> _Assignment_:
Starting at the first line below, copy through to the last line exactly.

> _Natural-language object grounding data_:

--*--

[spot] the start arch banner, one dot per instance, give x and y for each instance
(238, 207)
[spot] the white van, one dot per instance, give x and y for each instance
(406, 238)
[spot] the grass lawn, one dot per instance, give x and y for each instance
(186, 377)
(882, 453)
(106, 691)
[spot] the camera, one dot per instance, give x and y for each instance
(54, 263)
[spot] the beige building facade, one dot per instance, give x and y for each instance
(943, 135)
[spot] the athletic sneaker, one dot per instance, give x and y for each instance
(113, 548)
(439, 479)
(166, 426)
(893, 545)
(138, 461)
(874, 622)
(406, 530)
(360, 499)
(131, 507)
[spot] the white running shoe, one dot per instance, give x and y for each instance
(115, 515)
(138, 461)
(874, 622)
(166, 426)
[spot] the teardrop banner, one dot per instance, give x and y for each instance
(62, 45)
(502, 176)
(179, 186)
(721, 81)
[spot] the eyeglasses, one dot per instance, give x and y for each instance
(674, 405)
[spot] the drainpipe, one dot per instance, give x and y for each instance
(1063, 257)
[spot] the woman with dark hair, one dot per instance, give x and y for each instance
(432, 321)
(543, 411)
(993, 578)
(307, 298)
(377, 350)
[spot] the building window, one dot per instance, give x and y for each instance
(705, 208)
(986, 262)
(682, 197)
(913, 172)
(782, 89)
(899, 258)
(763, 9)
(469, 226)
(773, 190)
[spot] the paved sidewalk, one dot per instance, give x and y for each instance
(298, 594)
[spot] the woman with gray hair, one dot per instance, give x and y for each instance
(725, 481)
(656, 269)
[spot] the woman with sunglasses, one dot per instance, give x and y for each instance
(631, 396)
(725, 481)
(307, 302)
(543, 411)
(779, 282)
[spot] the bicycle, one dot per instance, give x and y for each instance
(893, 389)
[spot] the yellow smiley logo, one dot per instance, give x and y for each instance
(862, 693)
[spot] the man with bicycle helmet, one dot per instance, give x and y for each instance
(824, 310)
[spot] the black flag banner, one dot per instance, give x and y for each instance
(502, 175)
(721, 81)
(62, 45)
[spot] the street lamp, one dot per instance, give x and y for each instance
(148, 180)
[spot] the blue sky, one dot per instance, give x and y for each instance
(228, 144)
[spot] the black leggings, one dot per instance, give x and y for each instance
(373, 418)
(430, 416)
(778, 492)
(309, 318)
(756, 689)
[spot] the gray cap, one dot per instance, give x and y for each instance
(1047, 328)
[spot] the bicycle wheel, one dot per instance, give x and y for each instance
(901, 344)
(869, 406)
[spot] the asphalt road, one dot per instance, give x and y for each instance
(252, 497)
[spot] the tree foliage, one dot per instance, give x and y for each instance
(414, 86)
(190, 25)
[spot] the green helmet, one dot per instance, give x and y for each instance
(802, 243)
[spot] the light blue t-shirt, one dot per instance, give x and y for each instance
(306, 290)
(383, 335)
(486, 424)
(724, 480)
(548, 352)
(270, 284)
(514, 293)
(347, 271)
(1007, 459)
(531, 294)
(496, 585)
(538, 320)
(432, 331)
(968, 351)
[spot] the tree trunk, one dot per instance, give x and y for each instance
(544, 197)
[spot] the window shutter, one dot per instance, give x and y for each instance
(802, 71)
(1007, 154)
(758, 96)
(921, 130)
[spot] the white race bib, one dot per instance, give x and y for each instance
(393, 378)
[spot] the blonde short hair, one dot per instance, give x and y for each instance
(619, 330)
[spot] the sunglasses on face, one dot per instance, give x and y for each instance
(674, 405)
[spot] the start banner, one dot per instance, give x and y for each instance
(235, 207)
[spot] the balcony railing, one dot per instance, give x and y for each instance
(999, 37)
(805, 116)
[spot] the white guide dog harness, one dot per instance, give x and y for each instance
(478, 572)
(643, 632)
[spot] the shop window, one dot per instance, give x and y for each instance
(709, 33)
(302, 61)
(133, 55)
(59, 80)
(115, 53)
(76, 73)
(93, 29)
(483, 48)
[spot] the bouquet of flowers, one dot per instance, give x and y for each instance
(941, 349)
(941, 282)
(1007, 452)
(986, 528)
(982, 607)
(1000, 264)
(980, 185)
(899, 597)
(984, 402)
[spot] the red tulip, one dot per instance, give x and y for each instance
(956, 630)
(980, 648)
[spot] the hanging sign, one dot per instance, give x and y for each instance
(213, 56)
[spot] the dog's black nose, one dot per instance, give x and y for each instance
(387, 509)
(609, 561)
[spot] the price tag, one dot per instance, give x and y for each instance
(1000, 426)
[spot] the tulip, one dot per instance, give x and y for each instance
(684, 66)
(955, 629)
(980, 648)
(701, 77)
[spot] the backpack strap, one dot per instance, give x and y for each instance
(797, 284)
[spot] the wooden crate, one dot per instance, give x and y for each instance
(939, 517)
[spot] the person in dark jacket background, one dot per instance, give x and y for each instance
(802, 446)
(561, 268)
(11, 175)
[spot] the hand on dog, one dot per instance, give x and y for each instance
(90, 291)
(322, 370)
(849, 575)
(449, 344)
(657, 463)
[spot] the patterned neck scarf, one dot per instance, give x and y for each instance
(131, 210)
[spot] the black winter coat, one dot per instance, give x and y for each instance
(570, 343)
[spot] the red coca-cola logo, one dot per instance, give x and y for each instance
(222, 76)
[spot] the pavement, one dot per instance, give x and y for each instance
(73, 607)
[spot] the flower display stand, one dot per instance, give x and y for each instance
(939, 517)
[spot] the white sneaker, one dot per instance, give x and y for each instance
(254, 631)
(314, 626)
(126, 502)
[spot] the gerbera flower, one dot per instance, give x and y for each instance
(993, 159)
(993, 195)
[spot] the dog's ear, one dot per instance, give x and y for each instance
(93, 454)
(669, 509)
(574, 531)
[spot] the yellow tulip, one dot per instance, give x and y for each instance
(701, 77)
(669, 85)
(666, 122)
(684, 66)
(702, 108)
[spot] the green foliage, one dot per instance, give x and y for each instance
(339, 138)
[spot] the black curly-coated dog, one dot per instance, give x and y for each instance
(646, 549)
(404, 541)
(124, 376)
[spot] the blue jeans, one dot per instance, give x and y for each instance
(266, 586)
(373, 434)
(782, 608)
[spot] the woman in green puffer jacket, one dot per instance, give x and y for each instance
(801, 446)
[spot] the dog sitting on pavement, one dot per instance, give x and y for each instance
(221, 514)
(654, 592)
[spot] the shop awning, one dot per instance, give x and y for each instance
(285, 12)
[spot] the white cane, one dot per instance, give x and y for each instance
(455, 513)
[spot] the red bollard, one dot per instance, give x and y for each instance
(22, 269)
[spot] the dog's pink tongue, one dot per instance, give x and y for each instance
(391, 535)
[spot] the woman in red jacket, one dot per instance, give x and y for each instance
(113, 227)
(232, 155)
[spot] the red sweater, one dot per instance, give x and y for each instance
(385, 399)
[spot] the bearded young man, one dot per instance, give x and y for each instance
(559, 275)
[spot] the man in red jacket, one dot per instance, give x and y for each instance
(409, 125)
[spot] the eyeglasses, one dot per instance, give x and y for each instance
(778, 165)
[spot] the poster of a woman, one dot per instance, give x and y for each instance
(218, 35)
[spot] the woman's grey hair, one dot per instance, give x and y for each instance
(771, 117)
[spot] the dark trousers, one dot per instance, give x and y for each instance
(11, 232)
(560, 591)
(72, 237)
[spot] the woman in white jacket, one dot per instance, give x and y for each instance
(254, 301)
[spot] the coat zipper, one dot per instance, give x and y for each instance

--*--

> _Solved problem_:
[spot] the start arch banner, one dot per instance, give x and y for each instance
(238, 207)
[spot] the white van, one dot per instance, give x and y for each instance
(406, 238)
[spot] the grass lawn, one dot per instance, give x and y for each instance
(186, 377)
(882, 453)
(106, 691)
[spot] the camera, one dot per instance, give x and y for each instance
(54, 263)
[spot] the beige building facade, one dot per instance, give x and y for each instance
(943, 135)
[spot] the athletic sneaker, one dot per instance, give x and y for each instance
(113, 548)
(439, 479)
(166, 426)
(893, 545)
(138, 461)
(874, 622)
(406, 530)
(360, 499)
(131, 507)
[spot] the white running shoe, one dot per instance, give x and y for each instance
(115, 515)
(138, 461)
(874, 622)
(166, 426)
[spot] the teardrop banner, one dot per instance, give x and y for each instance
(62, 45)
(502, 176)
(179, 186)
(721, 81)
[spot] the eyeglasses, one dot per instance, give x and y for each instance
(674, 405)
[spot] the drainpipe, one dot per instance, give x and y for each instance
(1063, 257)
[spot] the woman with dark hair, one dot per instance, give x and y for each instance
(432, 321)
(543, 411)
(993, 578)
(307, 298)
(377, 350)
[spot] the building window, one dot per instance, give x and y for each instance
(705, 208)
(986, 262)
(682, 197)
(913, 172)
(782, 89)
(899, 258)
(763, 9)
(469, 226)
(773, 190)
[spot] the paved sidewalk, one dot per instance, give x and y for each instance
(298, 594)
[spot] the woman with gray hair, one dot per instance, give x and y for each instance
(725, 481)
(656, 269)
[spot] the woman with sunglasses, one dot per instance, give x and y for each instance
(631, 396)
(725, 481)
(307, 302)
(543, 411)
(779, 282)
[spot] the bicycle, one dot per instance, give x and y for each instance
(893, 389)
[spot] the yellow smiley logo, one dot per instance, give x and y for each instance
(862, 693)
[spot] the man with bicycle helmet, one dot per instance, give x and y for each instance
(824, 310)
[spot] the black flag banner, one dot per instance, give x and y for each instance
(502, 175)
(721, 81)
(62, 45)
[spot] the street lamp, one dot per instance, give x and y for each instance
(148, 180)
[spot] the blue sky, one dot per instance, give x and y for each instance
(228, 144)
[spot] the black leggings, one dot per instance, give x and y for each instance
(373, 418)
(430, 416)
(778, 492)
(309, 318)
(756, 689)
[spot] the gray cap, one dot per instance, give x and y for each instance
(1047, 328)
[spot] the bicycle wheel, one dot per instance, give x and y for each instance
(901, 344)
(869, 406)
[spot] the asphalt road, one dot per instance, give x and y for each instance
(252, 497)
[spot] the tree foliage, one dot per instance, give x and y for each instance
(414, 86)
(190, 25)
[spot] the green helmet, one dot per instance, give x and y for each instance
(802, 243)
[spot] the light blue t-shirt, one dot per instance, give x and y for each instance
(306, 290)
(383, 335)
(486, 424)
(724, 480)
(548, 352)
(270, 284)
(514, 293)
(347, 271)
(1007, 459)
(531, 294)
(496, 585)
(538, 320)
(432, 331)
(968, 351)
[spot] the tree trunk, one dot per instance, give x and y for each instance
(544, 197)
[spot] the window shutter, one dot per instance, give x and y for each instance
(802, 71)
(1007, 154)
(758, 96)
(921, 130)
[spot] the white race bib, one dot per instance, give x and y for each instance
(393, 378)
[spot] the blonde short hair, one dot per instance, give x and y for each instance
(619, 330)
[spot] the sunglasses on face, one dot per instance, give x and y for each instance
(674, 405)
[spot] the start banner, one dot per instance, give x and y for each instance
(235, 207)
[spot] the balcony railing, one dot per instance, give x and y for each instance
(999, 37)
(805, 116)
[spot] the white guide dog harness, one dot per instance, give x and y for each instance
(478, 572)
(643, 632)
[spot] the shop window, one dot per instance, give x and y for each instance
(709, 33)
(302, 61)
(133, 55)
(59, 80)
(115, 53)
(76, 73)
(93, 29)
(483, 48)
[spot] the bouquet of flowers, one dot per instance, give x and y for each instance
(941, 349)
(941, 282)
(1007, 452)
(986, 528)
(982, 607)
(1000, 264)
(980, 185)
(899, 597)
(984, 402)
[spot] the red tulip, one dot per instance, give x and y for each instance
(956, 630)
(980, 648)
[spot] the hanging sign, one dot per instance, give x and y for each instance
(213, 56)
[spot] the dog's black nose, one dot per instance, give x and y for each instance
(387, 509)
(609, 561)
[spot] the price tag, one dot per instance, give x and y for each instance
(1000, 426)
[spot] the tulip, one dot per instance, give x and y for each instance
(684, 66)
(955, 629)
(980, 648)
(701, 77)
[spot] the backpack strap, one dot per instance, give x and y for each instance
(797, 284)
[spot] the wooden crate, one dot per instance, give x and y for each instance
(939, 517)
[spot] the person in dark jacket background, one dot per instance, give x and y for each instance
(802, 446)
(561, 268)
(11, 175)
[spot] the hand on dog, one dot per instance, give x and y for each instance
(90, 291)
(322, 370)
(849, 575)
(449, 344)
(657, 463)
[spot] the patterned neck scarf, one dot per instance, give x and y for each instance
(131, 210)
[spot] the black winter coat, one dot per instance, give x and y for each instance
(570, 343)
[spot] the red coca-cola logo, one dot per instance, give x and y for each instance
(222, 76)
[spot] the pavement, one dot per instance, give x and y for each instance
(73, 607)
[spot] the flower display stand, one dot per instance, give x and y for each instance
(939, 517)
[spot] the white sneaker, one dot per instance, give x and y for each instance
(254, 631)
(314, 626)
(126, 502)
[spot] the gerbera flower, one dot per instance, give x and y for each instance
(993, 159)
(993, 195)
[spot] the dog's ear, one dot per instance, give x and y for each instance
(93, 454)
(669, 509)
(574, 531)
[spot] the yellow tulip, one dot per instance, give x and y for each instance
(701, 77)
(669, 85)
(666, 122)
(684, 66)
(702, 108)
[spot] the green foliage, one dot per instance, give x and y for each instance
(339, 138)
[spot] the black curly-coated dog, one dot per instance, give x and y for each instance
(646, 549)
(404, 541)
(124, 376)
[spot] the blue jeans, one dot per instance, give x and y for each instance
(266, 586)
(373, 434)
(782, 608)
[spot] the woman in green puffer jacket, one dot per instance, give x and y for each instance
(801, 446)
[spot] the dog sitting on pavement, one dot per instance, give x and y for each instance
(221, 514)
(654, 592)
[spot] the shop awning, one dot per instance, give x and y for each instance
(285, 12)
[spot] the white cane, one dot per instance, give x and y for each instance
(455, 513)
[spot] the red bollard, one dot per instance, give x and y for each instance
(22, 269)
[spot] the dog's pink tongue, one dot per instance, give x and y for each instance
(391, 535)
[spot] the woman in red jacket, one dot per instance, give x and y for each instance
(113, 227)
(232, 155)
[spot] the red sweater, one dot per instance, give x and y for each instance
(385, 399)
[spot] the bearded young man, one dot per instance, give x and y for each instance
(559, 275)
[spot] the man in red jacket, one dot per instance, give x and y for each instance
(409, 125)
[spot] the eyeglasses, one dot per instance, give x and y for each instance
(778, 165)
[spot] the poster of a woman, one dot per instance, give x and y for each instance
(218, 35)
[spot] the woman's grey hair, one dot per instance, give x and y for each instance
(771, 117)
[spot] the dark trousers, one dot per instance, give x and y for each instance
(11, 232)
(560, 591)
(72, 237)
[spot] the woman in white jacket, one dot per instance, give x and y for each instance
(254, 301)
[spot] the coat zipper, one dot per instance, give x and y for each instance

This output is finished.